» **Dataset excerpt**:

· · · ·

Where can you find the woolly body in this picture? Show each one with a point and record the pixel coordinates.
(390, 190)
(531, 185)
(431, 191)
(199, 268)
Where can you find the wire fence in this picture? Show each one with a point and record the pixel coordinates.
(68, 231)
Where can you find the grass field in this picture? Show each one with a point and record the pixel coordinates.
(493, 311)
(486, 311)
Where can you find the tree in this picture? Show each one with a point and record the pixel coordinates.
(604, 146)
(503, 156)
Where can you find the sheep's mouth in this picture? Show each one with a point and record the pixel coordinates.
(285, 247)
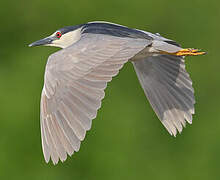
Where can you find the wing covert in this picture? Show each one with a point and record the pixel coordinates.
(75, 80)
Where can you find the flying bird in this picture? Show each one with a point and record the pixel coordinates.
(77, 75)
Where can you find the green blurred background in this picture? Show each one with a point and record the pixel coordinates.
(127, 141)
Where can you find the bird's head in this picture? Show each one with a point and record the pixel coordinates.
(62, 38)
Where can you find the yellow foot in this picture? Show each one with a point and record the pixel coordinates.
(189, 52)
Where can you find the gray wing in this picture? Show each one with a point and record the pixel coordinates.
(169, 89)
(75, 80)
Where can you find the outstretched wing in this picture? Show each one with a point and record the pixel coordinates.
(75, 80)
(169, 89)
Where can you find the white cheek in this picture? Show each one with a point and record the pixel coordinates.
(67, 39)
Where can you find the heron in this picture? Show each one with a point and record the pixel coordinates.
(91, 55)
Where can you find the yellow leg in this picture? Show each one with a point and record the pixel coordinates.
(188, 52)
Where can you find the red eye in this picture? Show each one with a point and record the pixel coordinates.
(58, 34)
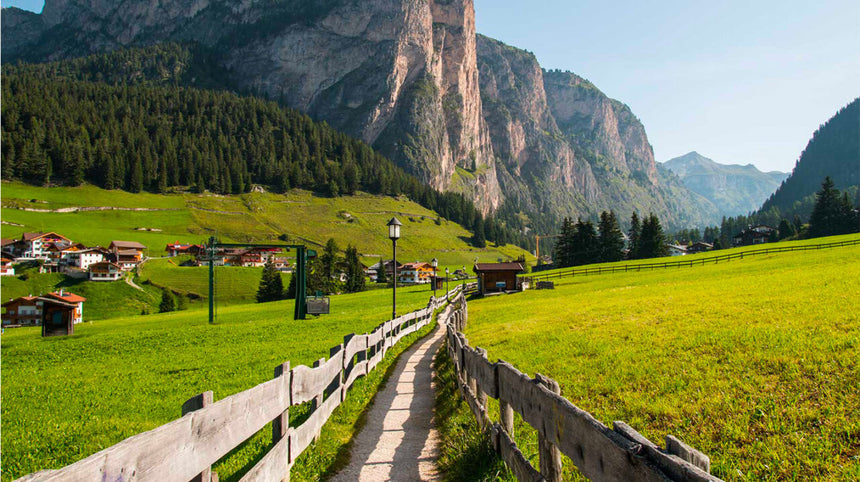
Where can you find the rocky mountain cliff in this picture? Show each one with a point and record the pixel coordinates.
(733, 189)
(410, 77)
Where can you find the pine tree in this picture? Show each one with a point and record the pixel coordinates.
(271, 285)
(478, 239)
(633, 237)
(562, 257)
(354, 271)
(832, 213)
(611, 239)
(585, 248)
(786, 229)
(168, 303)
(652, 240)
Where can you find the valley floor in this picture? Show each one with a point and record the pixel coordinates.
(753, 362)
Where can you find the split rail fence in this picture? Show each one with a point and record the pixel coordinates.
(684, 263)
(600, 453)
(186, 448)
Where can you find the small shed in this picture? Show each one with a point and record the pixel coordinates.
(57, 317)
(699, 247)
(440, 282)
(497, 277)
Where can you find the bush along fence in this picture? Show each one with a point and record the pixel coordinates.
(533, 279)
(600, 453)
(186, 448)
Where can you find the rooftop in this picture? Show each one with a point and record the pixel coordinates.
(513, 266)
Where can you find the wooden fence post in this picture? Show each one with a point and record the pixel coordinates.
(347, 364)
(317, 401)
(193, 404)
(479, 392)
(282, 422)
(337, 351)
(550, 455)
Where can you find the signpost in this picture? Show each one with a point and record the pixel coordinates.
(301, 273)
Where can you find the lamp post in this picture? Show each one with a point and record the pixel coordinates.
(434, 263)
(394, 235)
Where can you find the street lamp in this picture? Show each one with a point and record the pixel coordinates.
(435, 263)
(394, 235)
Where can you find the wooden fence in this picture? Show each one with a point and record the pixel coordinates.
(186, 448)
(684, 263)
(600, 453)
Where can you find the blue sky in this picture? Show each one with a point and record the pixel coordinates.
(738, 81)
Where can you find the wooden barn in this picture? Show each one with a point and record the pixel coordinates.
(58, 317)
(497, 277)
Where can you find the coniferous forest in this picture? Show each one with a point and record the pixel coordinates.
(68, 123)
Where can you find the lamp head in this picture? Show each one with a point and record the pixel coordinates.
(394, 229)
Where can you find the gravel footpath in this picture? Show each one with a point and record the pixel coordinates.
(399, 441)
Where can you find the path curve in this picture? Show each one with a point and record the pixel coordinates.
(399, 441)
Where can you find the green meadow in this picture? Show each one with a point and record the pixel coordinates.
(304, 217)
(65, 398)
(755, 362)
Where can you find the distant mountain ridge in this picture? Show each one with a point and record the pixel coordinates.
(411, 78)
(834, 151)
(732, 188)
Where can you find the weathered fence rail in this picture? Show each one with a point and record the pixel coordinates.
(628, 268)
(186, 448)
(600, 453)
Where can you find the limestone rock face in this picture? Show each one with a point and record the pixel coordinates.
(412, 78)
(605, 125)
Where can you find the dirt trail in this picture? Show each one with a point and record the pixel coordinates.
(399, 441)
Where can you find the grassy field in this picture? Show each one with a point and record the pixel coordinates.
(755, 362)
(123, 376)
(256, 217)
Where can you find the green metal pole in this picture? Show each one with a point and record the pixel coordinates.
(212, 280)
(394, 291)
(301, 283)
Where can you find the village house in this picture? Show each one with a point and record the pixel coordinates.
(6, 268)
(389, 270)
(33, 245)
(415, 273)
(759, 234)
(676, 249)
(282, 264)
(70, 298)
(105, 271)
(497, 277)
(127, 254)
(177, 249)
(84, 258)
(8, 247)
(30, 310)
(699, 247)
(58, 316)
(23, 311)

· · · ·

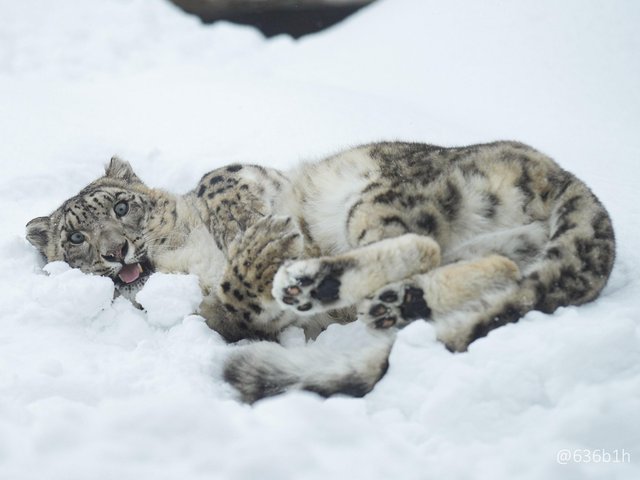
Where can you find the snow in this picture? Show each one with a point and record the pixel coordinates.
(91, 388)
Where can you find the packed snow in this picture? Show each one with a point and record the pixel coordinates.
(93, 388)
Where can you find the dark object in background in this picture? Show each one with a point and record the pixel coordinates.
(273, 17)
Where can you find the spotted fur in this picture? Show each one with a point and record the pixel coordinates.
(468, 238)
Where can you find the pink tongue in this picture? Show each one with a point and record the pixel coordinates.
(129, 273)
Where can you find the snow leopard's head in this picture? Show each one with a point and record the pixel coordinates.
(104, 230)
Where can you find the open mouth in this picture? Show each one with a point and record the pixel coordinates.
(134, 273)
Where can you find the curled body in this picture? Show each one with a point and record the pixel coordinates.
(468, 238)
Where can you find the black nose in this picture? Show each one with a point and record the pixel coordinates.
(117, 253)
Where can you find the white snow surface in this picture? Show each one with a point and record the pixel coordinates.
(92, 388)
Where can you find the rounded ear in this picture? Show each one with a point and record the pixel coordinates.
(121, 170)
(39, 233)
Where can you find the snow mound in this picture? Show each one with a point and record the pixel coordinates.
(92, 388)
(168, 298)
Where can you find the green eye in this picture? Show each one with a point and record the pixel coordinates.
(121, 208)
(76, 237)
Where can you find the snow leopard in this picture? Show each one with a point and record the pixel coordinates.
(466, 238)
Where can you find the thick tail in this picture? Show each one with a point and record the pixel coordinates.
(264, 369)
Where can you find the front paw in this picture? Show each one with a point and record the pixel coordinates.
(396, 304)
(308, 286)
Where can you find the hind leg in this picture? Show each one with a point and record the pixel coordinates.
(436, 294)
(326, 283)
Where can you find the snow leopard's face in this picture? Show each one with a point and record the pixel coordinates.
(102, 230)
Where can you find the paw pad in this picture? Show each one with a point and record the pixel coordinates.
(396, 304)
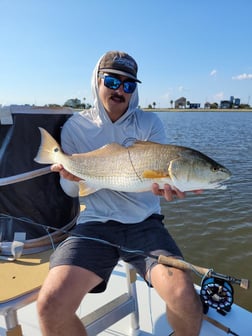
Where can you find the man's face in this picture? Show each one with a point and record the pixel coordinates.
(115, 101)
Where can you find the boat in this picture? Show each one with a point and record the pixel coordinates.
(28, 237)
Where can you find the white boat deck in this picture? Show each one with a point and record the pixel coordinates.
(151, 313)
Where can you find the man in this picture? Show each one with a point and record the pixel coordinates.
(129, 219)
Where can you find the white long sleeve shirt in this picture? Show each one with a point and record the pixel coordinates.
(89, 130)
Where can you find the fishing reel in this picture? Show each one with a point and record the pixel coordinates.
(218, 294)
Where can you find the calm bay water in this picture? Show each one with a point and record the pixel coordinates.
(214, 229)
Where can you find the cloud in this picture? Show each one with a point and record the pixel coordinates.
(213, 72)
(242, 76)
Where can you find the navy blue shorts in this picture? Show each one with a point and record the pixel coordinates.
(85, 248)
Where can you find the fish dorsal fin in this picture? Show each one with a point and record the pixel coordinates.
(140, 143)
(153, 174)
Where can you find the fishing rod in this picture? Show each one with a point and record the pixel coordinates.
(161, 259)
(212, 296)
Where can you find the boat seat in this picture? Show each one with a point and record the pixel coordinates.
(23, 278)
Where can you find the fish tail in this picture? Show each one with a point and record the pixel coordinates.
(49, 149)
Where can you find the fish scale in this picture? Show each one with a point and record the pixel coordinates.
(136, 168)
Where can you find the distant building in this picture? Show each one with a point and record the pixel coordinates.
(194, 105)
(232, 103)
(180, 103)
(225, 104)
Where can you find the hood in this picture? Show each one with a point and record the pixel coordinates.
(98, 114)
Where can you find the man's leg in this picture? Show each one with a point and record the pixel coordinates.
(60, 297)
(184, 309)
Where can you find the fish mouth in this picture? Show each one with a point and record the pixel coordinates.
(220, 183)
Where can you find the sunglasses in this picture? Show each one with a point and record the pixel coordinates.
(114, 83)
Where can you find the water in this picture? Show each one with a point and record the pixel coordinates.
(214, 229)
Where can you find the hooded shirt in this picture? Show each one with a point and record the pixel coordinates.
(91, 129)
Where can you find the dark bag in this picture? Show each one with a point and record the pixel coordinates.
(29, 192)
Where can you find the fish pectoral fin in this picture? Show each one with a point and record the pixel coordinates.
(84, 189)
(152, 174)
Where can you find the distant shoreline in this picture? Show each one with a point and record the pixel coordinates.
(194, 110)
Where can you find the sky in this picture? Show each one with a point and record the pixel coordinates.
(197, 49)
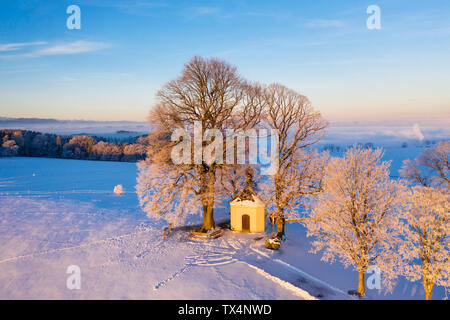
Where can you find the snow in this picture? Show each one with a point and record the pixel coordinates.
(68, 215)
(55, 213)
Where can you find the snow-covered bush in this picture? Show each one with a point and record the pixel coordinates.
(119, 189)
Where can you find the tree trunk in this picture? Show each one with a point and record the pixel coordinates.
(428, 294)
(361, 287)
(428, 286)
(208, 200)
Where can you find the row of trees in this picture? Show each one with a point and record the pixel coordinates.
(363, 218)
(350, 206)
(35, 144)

· · · ·

» **Written task**:
Gather every line of the material that contains the string "lamp", and copy each one.

» **Output**:
Where can you find the lamp post in this picture? Show each one with a point and record the pixel coordinates.
Where can you find the street lamp in this picture? Show each one with a point and record the pixel coordinates.
Where can you find the lamp head in this picture? Show each one with a point and record the pixel coordinates.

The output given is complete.